#### DONNÉES AFFICHÉES:
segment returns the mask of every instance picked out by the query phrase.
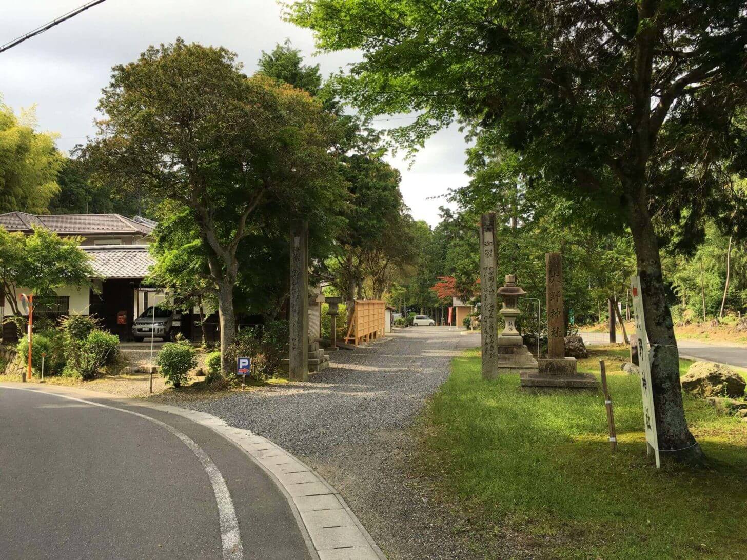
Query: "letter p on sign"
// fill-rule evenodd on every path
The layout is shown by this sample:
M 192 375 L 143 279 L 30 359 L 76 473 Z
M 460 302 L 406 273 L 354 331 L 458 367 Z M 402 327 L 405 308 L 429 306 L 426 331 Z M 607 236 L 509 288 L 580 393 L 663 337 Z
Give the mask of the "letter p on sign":
M 240 376 L 246 376 L 249 374 L 249 370 L 252 369 L 252 358 L 239 358 L 238 364 L 236 367 L 236 373 Z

#### OBJECTIF DE L'EXERCICE:
Recopiez à l'identique toutes les lignes des items ci-dessus, en laissant les images de côté.

#### RÉPONSE ÉCRITE:
segment returns the mask of every instance picked out by the query phrase.
Query: "letter p on sign"
// fill-rule evenodd on every path
The layout is shown by this sample:
M 192 375 L 143 279 L 30 359 L 76 473 Z
M 460 302 L 406 273 L 354 331 L 458 367 Z M 402 327 L 405 308 L 429 306 L 426 331 Z M 607 236 L 509 288 L 580 393 L 663 337 Z
Give the mask of the "letter p on sign":
M 240 376 L 246 376 L 249 374 L 249 370 L 252 369 L 252 358 L 239 358 L 238 364 L 236 367 L 236 373 Z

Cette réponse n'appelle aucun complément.